◆ **Challenge**: Write the next part of the storm surge inundation mapping procedure, picking up after its final step.

◆ **Text section**:
☆ ☆ ☆ ☆ ☆ ☆ ☆
On a county by county basis, merged the inundation raster with the “land” and “water” rasters. The result of the merge is an integer raster containing values of 1, 2, 3, 4, and 10.
Ran the ArcInfo Grid "Fill" command to fill any "sinks" or depressions in the inundation grids. This runs much much faster than filling DEM’s, primarily because the inundation grids are integer grids and DEM’s are floating point grids. The results of the fill process are the same. It removes areas that are low, but which have higher ground between their location and the coast which would prevent coastal surge from reaching the area. In previous process steps, the land areas were set to "10", and ocean and river areas were set to "0". In between, the inundation was coded as 1 thorough 4 according to hurricane category. Therefore, the "Fill" command ensures that all flooding "flows" from high ground to low ground, or from 10 to 4, 3, 2, 1, and 0. The paraphrased aml script is: “fill prefillgrid filledgrid sink”
Converted the resulting filled inundation rasters to shapefiles.
☆ ☆ ☆ ☆ ☆ ☆ ☆
◆ **Stored data**:
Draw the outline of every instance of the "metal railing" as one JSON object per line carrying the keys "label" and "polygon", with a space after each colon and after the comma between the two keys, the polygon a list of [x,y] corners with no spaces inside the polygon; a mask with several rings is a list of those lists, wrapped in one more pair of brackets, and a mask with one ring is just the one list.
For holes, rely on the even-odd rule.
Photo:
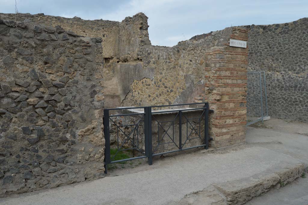
{"label": "metal railing", "polygon": [[[200,108],[187,108],[184,109],[176,108],[165,110],[155,109],[164,107],[192,105],[197,106],[201,105],[203,105],[203,106]],[[133,110],[136,111],[132,112]],[[140,111],[140,110],[143,111]],[[119,111],[122,111],[122,113],[110,115],[110,112],[112,111],[118,112]],[[200,111],[201,115],[197,117],[189,118],[188,114],[188,111]],[[151,165],[152,163],[153,157],[154,156],[200,147],[204,146],[205,149],[208,149],[209,111],[208,103],[138,107],[122,107],[104,109],[103,124],[105,139],[104,159],[105,173],[107,173],[107,166],[110,164],[147,158],[148,164]],[[211,110],[210,111],[213,111]],[[128,113],[127,113],[128,112]],[[159,114],[165,114],[169,116],[173,114],[175,115],[175,117],[172,117],[170,120],[160,121],[157,115]],[[134,118],[129,119],[128,121],[129,121],[127,122],[128,124],[123,125],[124,122],[125,122],[124,121],[124,117],[131,117]],[[169,117],[170,117],[170,116]],[[117,120],[117,119],[118,120]],[[193,122],[193,121],[194,121]],[[120,121],[121,122],[119,123],[118,121]],[[204,123],[201,123],[202,121],[204,122]],[[165,123],[170,123],[170,125],[168,128],[166,128],[163,124],[165,123]],[[182,125],[184,123],[186,123],[186,131],[185,135],[182,133]],[[154,142],[153,141],[153,139],[152,138],[152,129],[154,125],[156,123],[157,126],[157,140]],[[179,133],[178,135],[176,136],[176,135],[175,135],[174,128],[175,125],[177,125],[178,123]],[[142,127],[143,124],[144,128],[143,129],[142,128],[141,130],[140,130],[140,127]],[[201,127],[203,126],[203,125],[204,127],[202,127],[201,129]],[[114,128],[111,129],[111,126],[112,128],[113,126]],[[128,127],[130,127],[130,128],[129,128]],[[124,130],[123,128],[126,128],[126,129]],[[169,130],[171,129],[173,131],[172,135],[168,133],[168,132],[169,132]],[[191,130],[189,131],[189,129]],[[114,144],[116,144],[116,146],[114,146],[115,148],[113,149],[116,149],[116,151],[112,155],[113,156],[112,157],[111,154],[111,131],[112,132],[114,138],[116,138],[115,139],[115,142],[114,143]],[[116,136],[115,134],[115,131],[116,132]],[[143,133],[141,133],[142,136],[141,136],[140,132],[142,132]],[[160,138],[160,132],[162,133]],[[194,136],[192,136],[193,135]],[[183,136],[186,137],[183,138]],[[169,141],[166,141],[166,138]],[[201,144],[186,147],[189,146],[188,141],[197,138],[202,141]],[[175,149],[166,151],[161,151],[161,149],[158,149],[159,146],[167,144],[174,145]],[[132,157],[115,160],[116,156],[120,152],[129,150],[132,150],[134,152]],[[139,156],[135,156],[135,152],[136,152]]]}
{"label": "metal railing", "polygon": [[247,72],[247,123],[248,125],[268,116],[265,72]]}

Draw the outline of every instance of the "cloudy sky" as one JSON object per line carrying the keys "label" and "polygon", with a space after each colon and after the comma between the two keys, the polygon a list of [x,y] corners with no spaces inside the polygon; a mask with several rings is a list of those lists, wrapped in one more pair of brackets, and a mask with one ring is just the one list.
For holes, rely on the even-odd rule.
{"label": "cloudy sky", "polygon": [[[16,0],[20,13],[121,21],[143,12],[152,45],[172,46],[198,34],[241,25],[308,17],[308,0]],[[0,0],[0,13],[14,13],[15,0]]]}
☆ ☆ ☆ ☆ ☆ ☆ ☆
◆ **Expected output**:
Performed Quality Control on the resulting inundation shapefiles. After running the fill command on the inundation raster, all isolated flooded areas, or "sinks" will have been removed. However, there is one special circumstance that needs additional inspection. This occurs when a flooded area is divided by a thin, man made raised surface, such as a highway. On the DEM, this raised surface will appear as high ground and the surrounding area will be lower, which created a few areas of “artificially isolated sinks”, since flooding can actually occur underneath the road and progress beyond it. But the fill command will remove these areas because they are isolated. These areas must be correctly represented as flooded areas, as they were originally. This was performed by copying the inundated area from the pre-filled inundation shapefile pasting it into the post-filled layer.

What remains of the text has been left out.